# [WHAT TO DO]
Among these records, tally each line with the word "small"; the answer is that number alone.

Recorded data

━━━━

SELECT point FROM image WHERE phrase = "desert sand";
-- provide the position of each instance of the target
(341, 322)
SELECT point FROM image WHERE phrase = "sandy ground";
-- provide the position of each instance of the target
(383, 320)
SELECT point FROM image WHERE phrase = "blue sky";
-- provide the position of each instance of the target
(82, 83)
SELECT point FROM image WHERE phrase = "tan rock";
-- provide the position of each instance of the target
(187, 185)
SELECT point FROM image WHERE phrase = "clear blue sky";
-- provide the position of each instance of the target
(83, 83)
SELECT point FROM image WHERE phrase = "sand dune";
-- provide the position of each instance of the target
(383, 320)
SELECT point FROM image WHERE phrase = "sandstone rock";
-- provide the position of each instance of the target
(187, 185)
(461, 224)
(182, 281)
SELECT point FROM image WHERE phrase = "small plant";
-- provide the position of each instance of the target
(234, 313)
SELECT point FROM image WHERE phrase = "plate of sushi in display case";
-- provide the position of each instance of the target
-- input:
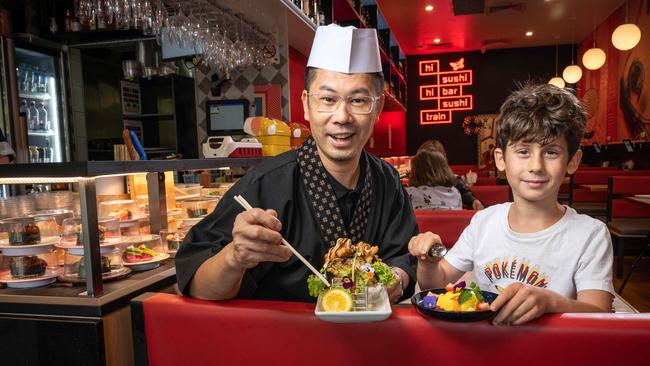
(171, 241)
(30, 271)
(144, 253)
(111, 264)
(108, 231)
(28, 235)
(125, 211)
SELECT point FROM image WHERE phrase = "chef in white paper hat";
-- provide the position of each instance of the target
(328, 189)
(344, 63)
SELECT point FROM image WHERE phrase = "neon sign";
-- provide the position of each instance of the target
(445, 92)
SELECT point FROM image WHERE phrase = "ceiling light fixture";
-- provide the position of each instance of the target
(595, 57)
(556, 80)
(626, 36)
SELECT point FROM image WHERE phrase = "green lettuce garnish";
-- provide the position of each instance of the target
(384, 274)
(477, 292)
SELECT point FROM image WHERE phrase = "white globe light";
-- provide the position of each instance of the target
(594, 58)
(572, 74)
(626, 36)
(557, 81)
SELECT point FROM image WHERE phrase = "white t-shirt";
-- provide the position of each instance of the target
(435, 198)
(572, 255)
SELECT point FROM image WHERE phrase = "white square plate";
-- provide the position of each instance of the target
(381, 312)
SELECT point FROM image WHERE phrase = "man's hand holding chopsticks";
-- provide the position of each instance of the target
(256, 238)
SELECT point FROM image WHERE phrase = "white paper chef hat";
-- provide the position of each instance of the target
(345, 49)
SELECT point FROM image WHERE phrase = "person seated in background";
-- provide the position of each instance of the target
(432, 183)
(546, 256)
(469, 201)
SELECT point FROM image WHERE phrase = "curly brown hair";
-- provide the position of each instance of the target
(541, 113)
(433, 145)
(430, 168)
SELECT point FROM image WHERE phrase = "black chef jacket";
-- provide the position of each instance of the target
(277, 184)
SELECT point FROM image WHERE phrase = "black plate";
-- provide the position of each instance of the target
(416, 300)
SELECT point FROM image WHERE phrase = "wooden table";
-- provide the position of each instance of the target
(175, 330)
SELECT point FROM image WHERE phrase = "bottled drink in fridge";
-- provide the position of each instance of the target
(47, 153)
(43, 122)
(23, 107)
(25, 85)
(33, 84)
(32, 121)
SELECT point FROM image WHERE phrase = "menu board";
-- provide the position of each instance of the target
(442, 92)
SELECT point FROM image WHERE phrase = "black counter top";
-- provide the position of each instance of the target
(61, 299)
(97, 168)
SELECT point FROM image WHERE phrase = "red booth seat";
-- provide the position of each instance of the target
(486, 181)
(463, 169)
(174, 330)
(448, 224)
(491, 195)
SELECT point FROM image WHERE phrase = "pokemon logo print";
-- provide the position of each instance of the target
(520, 270)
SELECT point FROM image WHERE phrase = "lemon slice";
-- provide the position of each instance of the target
(336, 300)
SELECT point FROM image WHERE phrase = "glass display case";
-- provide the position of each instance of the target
(109, 218)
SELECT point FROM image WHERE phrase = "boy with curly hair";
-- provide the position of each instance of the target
(547, 257)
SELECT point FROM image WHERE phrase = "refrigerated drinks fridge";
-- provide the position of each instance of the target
(39, 100)
(31, 86)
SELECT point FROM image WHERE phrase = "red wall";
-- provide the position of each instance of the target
(393, 121)
(601, 90)
(297, 65)
(389, 136)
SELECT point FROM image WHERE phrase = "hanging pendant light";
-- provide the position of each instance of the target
(594, 58)
(572, 73)
(626, 36)
(556, 80)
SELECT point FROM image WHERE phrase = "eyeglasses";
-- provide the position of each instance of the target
(329, 103)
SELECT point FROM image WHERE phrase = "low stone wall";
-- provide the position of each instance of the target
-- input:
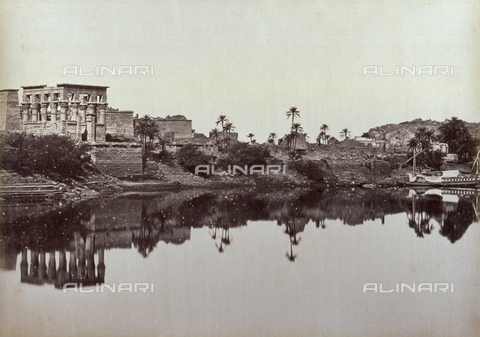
(117, 159)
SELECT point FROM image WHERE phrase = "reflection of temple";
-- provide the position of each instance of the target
(68, 247)
(73, 265)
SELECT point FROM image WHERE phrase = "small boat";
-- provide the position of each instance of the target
(447, 179)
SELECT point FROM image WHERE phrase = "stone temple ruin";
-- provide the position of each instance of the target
(81, 112)
(78, 111)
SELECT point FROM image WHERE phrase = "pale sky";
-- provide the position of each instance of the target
(253, 60)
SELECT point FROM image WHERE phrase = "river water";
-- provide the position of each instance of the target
(243, 263)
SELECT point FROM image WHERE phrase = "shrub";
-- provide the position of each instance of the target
(163, 156)
(242, 154)
(51, 155)
(432, 159)
(189, 157)
(314, 170)
(455, 133)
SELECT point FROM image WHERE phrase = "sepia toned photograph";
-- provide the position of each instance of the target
(239, 168)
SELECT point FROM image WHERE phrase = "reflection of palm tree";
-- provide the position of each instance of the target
(419, 220)
(225, 238)
(292, 112)
(145, 242)
(290, 256)
(291, 231)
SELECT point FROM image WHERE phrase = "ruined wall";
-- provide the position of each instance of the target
(44, 128)
(181, 128)
(119, 123)
(9, 110)
(117, 159)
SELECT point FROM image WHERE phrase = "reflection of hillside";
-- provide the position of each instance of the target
(144, 222)
(453, 218)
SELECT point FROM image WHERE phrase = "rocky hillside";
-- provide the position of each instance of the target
(397, 135)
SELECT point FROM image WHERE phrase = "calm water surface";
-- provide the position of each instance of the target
(242, 263)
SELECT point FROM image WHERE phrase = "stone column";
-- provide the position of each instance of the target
(102, 108)
(91, 122)
(53, 112)
(74, 114)
(82, 112)
(35, 112)
(43, 111)
(78, 128)
(63, 112)
(25, 110)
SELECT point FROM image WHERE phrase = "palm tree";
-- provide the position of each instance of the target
(296, 128)
(272, 137)
(345, 133)
(228, 129)
(215, 133)
(147, 129)
(222, 119)
(293, 112)
(413, 144)
(163, 142)
(323, 132)
(288, 138)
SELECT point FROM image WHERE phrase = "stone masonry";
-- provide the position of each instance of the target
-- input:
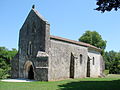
(44, 57)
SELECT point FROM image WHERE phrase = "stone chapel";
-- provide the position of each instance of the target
(44, 57)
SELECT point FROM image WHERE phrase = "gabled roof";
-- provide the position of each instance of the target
(39, 15)
(74, 42)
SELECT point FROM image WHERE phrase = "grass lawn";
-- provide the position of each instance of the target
(112, 82)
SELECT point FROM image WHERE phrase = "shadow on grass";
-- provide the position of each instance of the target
(92, 85)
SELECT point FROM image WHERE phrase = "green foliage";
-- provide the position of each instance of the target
(112, 62)
(5, 57)
(106, 72)
(108, 83)
(93, 38)
(108, 5)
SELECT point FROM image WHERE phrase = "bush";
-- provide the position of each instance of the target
(106, 72)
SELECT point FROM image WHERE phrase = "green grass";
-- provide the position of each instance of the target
(112, 82)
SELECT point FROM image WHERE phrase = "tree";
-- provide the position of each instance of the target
(112, 62)
(93, 38)
(107, 5)
(5, 57)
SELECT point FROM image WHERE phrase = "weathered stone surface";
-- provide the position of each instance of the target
(47, 57)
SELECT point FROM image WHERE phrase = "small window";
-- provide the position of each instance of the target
(33, 28)
(81, 58)
(30, 49)
(93, 61)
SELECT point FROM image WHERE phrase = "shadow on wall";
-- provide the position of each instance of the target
(92, 85)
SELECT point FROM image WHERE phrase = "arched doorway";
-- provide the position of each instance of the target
(72, 66)
(88, 67)
(30, 73)
(28, 70)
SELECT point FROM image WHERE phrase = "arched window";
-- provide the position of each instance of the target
(30, 48)
(93, 61)
(33, 28)
(81, 58)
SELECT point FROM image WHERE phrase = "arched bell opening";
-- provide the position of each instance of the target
(28, 70)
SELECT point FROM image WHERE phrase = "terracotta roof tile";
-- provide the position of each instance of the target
(74, 42)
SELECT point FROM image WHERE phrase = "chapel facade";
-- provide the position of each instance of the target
(44, 57)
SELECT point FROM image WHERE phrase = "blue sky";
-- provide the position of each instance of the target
(68, 19)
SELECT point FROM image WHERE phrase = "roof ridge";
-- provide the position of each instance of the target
(74, 41)
(39, 15)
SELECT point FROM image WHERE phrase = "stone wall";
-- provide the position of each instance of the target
(60, 56)
(94, 64)
(15, 67)
(34, 37)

━━━━

# [RESPONSE AREA]
3